* [TO BE DONE]
a) Translate this sentence from the passage below on the 1989 Jesuit killings in El Salvador into Spanish: "The report said that one of the key figures who ordered the killings was Colonel René Emilio Ponce, who had been promoted to minister of defense in late 1990 and was a close ally of the Reagan administration."
b) Resume the passage below on the 1989 Jesuit killings in El Salvador, picking up right after its final sentence.

* [EXTRACT TO READ]
[Begin]

The CALG was actually a front for the murderous right-wing Salvadoran government, which was prosecuting a civil war against leftist guerrillas. Its chief mission was to whitewash the military’s appalling human rights record, specifically the notorious murder of six Jesuits in 1989. The following year a task force led by Congressman Joe Moakley issued a report that said the two soldiers convicted of the killings in Salvadoran courts were fall guys for the true culprits, a group of senior Salvadoran officers. The report said that one of the key figures who ordered the killings was Colonel René Emilio Ponce, who had been promoted to minister of defense in late 1990 and was a close ally of the Reagan administration. Moakley said at the time:

From the beginning, our task force was asked to view the murders of the Jesuits as the deranged actions of a few individuals, and not as an indictment of the armed forces as an institution. It is my view that it is both.

[End]

* [RECORDED DATA]
[Begin]

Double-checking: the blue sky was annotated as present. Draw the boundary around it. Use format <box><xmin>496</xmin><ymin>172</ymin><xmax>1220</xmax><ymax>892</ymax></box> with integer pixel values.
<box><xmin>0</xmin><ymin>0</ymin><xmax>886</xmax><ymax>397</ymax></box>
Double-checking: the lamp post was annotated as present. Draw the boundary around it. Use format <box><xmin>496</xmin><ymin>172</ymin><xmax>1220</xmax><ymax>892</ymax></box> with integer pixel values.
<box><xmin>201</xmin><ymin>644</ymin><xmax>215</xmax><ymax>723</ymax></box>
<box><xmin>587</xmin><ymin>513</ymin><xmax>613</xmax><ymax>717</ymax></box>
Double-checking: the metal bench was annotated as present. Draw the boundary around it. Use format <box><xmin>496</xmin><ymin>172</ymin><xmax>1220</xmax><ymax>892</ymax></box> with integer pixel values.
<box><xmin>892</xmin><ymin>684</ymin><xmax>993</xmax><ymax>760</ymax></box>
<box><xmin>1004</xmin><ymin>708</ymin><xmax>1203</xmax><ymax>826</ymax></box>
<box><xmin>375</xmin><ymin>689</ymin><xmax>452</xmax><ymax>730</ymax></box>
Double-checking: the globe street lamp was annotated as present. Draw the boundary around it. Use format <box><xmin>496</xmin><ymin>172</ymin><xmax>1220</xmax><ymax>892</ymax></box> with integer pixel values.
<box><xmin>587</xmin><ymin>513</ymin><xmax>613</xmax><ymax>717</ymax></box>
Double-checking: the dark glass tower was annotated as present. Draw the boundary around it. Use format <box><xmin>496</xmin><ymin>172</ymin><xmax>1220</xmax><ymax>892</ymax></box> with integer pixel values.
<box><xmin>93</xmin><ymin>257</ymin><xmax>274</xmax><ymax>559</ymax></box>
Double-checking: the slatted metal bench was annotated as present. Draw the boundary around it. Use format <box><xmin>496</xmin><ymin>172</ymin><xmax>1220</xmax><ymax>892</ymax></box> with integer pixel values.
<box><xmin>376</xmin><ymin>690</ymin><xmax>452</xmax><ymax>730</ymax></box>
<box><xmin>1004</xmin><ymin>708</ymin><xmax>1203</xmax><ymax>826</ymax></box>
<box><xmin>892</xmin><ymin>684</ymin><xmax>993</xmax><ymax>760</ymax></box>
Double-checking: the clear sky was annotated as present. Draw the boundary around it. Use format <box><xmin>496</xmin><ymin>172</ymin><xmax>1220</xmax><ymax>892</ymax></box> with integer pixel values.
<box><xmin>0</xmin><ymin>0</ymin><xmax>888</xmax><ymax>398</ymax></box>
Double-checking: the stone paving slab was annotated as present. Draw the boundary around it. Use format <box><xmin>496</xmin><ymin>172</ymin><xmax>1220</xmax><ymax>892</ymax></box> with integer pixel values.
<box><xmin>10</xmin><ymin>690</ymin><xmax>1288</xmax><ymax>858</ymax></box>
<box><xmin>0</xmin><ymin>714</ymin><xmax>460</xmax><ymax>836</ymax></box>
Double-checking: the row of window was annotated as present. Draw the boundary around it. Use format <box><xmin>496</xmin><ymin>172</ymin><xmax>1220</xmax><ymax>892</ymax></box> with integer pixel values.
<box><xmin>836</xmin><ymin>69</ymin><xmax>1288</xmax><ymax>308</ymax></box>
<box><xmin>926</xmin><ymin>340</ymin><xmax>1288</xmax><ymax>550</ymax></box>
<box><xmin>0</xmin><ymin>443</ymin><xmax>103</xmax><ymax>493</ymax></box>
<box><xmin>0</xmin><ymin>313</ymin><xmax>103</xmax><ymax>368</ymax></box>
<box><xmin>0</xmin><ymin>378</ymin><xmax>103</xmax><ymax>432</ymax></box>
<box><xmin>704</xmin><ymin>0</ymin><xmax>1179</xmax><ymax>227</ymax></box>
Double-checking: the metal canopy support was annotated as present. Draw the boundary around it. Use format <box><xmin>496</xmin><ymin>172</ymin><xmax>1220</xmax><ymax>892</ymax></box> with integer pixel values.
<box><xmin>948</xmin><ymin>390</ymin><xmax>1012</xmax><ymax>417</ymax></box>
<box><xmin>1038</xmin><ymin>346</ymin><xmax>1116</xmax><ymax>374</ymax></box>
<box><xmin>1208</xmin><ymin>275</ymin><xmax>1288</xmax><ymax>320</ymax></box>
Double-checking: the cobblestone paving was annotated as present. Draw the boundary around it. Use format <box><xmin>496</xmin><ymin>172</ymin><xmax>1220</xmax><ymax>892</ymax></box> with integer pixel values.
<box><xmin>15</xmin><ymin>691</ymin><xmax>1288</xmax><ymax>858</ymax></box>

[End]

* [FINAL RESULTS]
a) El informe señalaba que una de las figuras clave que ordenaron los asesinatos fue el coronel René Emilio Ponce, quien había sido ascendido a ministro de Defensa a finales de 1990 y era un estrecho aliado de la administración Reagan.

b)
The Moakley report was a PR catastrophe for the Salvadoran regime and threatened to lead to the end of American aid to the country, which Congress had already cut in half. In response, the CALG produced a 150-page booklet that it used to lobby Congress, deriding Moakley’s report as a “conspiracy theory.” The study, which thanked the Salvadoran government and military, was clearly written by Sciaroni and demonstrated the same intellectual dexterity he deployed on behalf of the Contras. While Moakley alleged that there was a high-level plot to kill the Jesuits, the CALG said that there was “no evidence of any specific orders, general policy, or permissive environment fostered by the High Command demonstrating institutional guilt.” There was also no evidence that Ponce had anything to do with the murders; indeed, he had “actively assisted investigators.” The Salvadoran government and military cooperated with investigators and never sought to control or influence the investigation. “As important as the successful resolution of the Jesuit case is, its outcome—whatever it may be—should not effect fundamental US–Salvadoran relations,” CALG argued.3

Two years later a United Nations truth commission issued a report that corroborated Moakley’s findings and demolished the claims of CALG and the right-wing government. Reinaldo Figueredo, one of the commissioners, said at the time:

In examining the staggering breadth of the violence that occurred in El Salvador, the Commission was moved by the senselessness of the killings, the brutality with which they were committed, the terror that they created in the people, in other words the madness, or locura, of the war.

Nonetheless, American aid to the Salvadoran regime was never cut off, just as Sciaroni and the CALG hoped.4

By 1993, Sciaroni’s career prospects in Washington were grim. That year he learned from Congressman Rohrabacher that Hun Sen was looking to hire an American attorney for a short-term assignment. Sciaroni was quick to seize the opportunity. He arrived right before the May 1993 elections, which were organized by the UN following the reign of the Khmer Rouge and years of civil war. The royalist party triumphed in the balloting but agreed to a power-sharing arrangement when Hun Sen and his Cambodian People’s Party (CPP), which came in a distant second, threatened to lead an armed revolt.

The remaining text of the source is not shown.